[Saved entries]

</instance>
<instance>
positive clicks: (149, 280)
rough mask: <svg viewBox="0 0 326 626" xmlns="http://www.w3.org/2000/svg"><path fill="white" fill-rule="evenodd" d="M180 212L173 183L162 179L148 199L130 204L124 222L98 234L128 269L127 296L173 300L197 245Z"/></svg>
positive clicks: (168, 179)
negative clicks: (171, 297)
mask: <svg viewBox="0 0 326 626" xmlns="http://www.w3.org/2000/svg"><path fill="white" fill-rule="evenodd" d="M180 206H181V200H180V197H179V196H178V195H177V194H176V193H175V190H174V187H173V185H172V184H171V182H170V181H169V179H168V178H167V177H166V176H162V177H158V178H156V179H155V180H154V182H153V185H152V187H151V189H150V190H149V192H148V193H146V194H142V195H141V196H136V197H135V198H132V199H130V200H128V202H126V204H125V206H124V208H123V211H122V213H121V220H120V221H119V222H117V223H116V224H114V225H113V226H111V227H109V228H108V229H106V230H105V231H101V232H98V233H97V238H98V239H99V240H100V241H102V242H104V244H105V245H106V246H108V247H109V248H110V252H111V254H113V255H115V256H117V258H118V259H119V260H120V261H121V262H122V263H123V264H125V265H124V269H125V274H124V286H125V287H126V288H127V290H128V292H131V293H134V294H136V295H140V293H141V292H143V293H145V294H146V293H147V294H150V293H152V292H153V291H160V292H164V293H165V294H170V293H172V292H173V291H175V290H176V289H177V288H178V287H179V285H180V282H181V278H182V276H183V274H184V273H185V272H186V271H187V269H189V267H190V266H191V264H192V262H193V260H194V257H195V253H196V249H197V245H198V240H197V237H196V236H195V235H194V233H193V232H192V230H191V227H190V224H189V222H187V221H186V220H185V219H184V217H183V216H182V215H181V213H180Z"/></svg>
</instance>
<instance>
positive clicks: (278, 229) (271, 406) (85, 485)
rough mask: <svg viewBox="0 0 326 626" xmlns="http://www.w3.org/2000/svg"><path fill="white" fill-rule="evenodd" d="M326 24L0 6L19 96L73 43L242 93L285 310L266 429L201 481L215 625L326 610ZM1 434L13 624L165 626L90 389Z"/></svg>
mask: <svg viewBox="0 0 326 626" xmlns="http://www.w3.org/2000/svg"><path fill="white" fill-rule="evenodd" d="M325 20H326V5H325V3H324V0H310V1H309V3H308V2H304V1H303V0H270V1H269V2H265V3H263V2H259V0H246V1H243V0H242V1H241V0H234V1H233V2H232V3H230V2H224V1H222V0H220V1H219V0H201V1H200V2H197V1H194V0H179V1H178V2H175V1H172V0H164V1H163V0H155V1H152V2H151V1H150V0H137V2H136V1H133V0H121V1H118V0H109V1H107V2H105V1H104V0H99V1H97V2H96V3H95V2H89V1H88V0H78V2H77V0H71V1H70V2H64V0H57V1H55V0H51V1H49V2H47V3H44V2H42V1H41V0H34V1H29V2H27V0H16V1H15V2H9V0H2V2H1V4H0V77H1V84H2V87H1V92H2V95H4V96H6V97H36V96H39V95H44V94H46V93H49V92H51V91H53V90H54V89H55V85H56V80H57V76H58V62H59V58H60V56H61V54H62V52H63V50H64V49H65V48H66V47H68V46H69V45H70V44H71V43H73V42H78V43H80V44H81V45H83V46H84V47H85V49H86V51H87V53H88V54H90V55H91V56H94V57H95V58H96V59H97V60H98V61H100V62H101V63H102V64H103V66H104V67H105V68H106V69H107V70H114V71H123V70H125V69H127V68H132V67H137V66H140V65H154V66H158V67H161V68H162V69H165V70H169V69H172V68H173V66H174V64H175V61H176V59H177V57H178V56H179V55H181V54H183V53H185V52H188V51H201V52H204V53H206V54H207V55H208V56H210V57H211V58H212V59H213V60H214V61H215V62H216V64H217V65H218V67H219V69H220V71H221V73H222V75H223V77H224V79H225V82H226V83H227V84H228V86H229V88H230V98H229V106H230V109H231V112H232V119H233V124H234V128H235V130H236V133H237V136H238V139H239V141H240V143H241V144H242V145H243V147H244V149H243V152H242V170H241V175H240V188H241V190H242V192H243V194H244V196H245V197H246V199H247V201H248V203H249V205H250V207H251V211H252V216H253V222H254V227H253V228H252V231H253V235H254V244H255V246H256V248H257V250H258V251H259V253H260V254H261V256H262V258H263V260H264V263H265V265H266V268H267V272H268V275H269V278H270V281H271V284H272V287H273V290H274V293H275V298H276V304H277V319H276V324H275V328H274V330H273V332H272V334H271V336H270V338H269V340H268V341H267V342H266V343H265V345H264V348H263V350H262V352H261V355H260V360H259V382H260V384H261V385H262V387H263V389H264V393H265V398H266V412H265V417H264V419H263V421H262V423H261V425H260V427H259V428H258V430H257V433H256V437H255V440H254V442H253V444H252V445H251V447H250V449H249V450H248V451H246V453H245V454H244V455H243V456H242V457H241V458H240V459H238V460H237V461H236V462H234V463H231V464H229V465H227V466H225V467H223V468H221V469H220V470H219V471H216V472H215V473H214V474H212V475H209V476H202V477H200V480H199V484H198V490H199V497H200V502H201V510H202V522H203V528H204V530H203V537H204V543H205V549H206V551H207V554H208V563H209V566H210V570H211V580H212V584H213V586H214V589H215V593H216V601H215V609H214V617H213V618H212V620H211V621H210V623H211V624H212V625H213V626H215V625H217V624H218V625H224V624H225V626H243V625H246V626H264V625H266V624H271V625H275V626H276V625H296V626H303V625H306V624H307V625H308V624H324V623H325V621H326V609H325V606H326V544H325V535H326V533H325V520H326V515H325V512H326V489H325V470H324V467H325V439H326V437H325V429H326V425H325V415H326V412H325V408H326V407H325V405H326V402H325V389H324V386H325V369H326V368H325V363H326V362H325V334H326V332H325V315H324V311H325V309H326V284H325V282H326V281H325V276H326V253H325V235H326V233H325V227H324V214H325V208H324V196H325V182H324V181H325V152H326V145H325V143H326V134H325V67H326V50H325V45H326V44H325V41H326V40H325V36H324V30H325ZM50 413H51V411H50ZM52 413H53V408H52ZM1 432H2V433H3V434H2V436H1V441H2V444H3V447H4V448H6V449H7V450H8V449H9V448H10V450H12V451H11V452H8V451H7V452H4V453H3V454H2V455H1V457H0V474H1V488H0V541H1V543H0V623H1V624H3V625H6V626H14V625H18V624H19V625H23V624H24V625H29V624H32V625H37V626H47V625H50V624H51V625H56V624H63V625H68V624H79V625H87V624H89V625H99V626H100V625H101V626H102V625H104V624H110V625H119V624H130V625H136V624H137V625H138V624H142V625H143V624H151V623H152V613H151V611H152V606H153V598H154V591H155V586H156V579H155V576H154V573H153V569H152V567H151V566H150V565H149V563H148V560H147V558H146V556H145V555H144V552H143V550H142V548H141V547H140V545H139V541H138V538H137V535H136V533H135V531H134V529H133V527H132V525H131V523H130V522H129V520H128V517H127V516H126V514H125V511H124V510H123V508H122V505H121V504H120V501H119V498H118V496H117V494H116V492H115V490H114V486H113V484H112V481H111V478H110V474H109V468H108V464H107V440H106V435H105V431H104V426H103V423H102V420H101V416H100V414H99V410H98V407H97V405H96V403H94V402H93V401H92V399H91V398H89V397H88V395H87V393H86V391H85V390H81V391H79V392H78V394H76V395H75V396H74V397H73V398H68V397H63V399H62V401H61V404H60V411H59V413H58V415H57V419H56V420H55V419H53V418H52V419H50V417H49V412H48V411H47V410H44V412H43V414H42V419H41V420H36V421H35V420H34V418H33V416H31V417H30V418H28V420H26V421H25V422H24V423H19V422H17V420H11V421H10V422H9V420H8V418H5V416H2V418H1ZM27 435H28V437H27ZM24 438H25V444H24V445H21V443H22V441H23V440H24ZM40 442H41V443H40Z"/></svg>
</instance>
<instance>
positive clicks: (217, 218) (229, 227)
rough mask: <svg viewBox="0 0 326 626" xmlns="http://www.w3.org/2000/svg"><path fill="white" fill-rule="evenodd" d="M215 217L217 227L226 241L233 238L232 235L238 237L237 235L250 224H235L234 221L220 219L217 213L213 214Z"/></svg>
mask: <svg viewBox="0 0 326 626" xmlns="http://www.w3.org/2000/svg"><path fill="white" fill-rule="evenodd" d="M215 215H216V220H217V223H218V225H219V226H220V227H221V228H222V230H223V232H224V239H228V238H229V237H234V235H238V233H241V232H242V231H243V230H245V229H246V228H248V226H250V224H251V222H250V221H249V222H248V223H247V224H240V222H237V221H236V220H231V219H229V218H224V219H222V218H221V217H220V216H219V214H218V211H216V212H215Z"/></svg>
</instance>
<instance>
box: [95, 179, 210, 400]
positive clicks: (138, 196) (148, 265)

* * *

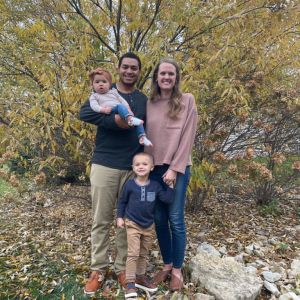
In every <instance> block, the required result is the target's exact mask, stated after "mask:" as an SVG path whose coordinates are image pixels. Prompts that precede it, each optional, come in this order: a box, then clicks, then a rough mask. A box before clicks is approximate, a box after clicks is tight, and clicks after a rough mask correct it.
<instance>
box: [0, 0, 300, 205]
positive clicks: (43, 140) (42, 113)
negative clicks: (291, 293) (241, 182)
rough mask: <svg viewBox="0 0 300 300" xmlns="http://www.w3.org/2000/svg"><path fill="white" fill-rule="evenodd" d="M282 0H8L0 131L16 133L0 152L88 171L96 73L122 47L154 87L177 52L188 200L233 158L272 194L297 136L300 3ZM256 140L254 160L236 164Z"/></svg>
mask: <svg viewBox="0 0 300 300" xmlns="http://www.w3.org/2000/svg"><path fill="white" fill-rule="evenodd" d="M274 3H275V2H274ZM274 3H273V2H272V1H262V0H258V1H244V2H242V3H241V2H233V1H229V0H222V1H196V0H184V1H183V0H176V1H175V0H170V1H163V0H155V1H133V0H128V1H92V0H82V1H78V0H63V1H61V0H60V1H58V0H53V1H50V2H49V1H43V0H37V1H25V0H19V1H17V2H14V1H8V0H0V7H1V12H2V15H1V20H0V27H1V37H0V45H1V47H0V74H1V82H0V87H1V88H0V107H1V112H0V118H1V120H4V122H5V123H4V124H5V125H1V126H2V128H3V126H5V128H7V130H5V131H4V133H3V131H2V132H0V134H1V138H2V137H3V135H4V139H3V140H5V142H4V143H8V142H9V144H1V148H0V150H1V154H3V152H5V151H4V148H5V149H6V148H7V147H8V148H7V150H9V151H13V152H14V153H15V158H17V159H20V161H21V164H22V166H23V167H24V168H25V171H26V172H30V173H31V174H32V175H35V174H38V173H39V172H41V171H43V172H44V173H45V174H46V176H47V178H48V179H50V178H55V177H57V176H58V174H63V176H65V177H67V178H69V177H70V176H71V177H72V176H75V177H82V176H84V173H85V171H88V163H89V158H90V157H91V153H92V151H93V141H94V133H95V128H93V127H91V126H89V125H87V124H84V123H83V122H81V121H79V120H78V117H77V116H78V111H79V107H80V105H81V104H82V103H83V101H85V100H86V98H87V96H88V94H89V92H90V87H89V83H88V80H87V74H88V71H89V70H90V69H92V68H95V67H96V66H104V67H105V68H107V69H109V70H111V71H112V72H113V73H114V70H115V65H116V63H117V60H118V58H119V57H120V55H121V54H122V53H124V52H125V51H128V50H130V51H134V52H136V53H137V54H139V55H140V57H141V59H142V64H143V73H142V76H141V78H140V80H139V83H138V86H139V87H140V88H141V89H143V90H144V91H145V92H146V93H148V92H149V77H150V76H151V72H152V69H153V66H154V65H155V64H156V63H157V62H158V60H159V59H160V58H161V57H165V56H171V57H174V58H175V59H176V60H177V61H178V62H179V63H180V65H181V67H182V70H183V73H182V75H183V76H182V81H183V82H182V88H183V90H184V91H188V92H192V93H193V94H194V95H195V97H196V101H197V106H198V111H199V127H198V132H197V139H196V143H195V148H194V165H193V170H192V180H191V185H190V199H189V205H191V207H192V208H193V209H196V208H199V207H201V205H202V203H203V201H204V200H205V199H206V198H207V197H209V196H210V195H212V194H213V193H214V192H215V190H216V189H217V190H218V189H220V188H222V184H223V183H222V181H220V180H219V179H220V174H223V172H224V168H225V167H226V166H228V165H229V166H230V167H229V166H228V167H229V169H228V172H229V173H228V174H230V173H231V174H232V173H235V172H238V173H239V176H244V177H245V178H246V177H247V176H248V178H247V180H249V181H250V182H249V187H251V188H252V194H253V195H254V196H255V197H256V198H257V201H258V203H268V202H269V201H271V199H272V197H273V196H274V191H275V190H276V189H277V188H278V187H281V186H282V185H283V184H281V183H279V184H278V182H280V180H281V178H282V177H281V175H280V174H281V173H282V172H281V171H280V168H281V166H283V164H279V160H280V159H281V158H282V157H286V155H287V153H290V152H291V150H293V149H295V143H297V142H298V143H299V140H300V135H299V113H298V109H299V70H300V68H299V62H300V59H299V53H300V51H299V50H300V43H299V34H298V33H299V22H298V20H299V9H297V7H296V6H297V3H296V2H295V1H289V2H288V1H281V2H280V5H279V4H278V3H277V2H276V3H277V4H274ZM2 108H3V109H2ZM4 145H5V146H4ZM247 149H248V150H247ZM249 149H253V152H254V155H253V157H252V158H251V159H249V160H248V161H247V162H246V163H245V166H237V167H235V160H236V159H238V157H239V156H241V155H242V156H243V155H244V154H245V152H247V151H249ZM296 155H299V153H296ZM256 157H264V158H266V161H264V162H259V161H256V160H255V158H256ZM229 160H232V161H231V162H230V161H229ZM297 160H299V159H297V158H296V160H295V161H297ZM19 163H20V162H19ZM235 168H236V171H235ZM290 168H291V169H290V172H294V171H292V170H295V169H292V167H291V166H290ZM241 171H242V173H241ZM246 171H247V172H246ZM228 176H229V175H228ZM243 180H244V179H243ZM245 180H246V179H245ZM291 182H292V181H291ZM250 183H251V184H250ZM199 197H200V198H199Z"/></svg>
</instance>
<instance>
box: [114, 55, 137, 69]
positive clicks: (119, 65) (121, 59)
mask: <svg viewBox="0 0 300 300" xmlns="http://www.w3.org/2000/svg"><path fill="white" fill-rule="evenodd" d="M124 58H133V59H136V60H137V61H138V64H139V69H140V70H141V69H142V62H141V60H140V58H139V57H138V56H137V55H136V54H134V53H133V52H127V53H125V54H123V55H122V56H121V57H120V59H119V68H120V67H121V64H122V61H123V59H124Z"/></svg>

What the task requires. Only the lines above starting at the one containing "positive clicks: (168, 179)" and ending at the one containing "positive clicks: (278, 229)", both included, are to be returned, exactly as they read.

Result of the exercise.
positive clicks: (168, 179)
negative clicks: (171, 297)
mask: <svg viewBox="0 0 326 626" xmlns="http://www.w3.org/2000/svg"><path fill="white" fill-rule="evenodd" d="M180 206H181V200H180V197H179V196H178V195H177V194H176V193H175V190H174V187H173V185H172V184H171V182H170V181H169V179H168V178H167V177H166V176H162V177H158V178H156V179H155V180H154V182H153V185H152V187H151V189H150V190H149V192H148V193H146V194H142V195H141V196H136V197H135V198H132V199H130V200H128V202H126V204H125V206H124V208H123V211H122V213H121V220H120V221H119V222H117V223H116V224H114V225H113V226H111V227H109V228H108V229H106V230H105V231H101V232H98V233H97V238H98V239H99V240H100V241H102V242H104V244H105V245H106V246H108V247H109V248H110V252H111V254H113V255H115V256H117V258H118V259H119V260H120V261H121V262H122V263H123V264H125V265H124V269H125V274H124V286H125V287H126V288H127V290H128V292H131V293H134V294H136V295H140V293H141V292H143V293H145V294H146V293H147V294H150V293H152V292H153V291H160V292H164V293H165V294H170V293H172V292H173V291H175V290H176V289H177V288H178V287H179V285H180V282H181V278H182V276H183V274H184V273H185V272H186V271H187V269H189V267H190V266H191V264H192V262H193V260H194V257H195V253H196V249H197V245H198V240H197V237H196V236H195V235H194V233H193V232H192V230H191V227H190V224H189V222H187V221H186V220H185V219H184V217H183V216H182V215H181V213H180Z"/></svg>
</instance>
<instance>
positive clicks: (278, 229) (271, 406) (85, 485)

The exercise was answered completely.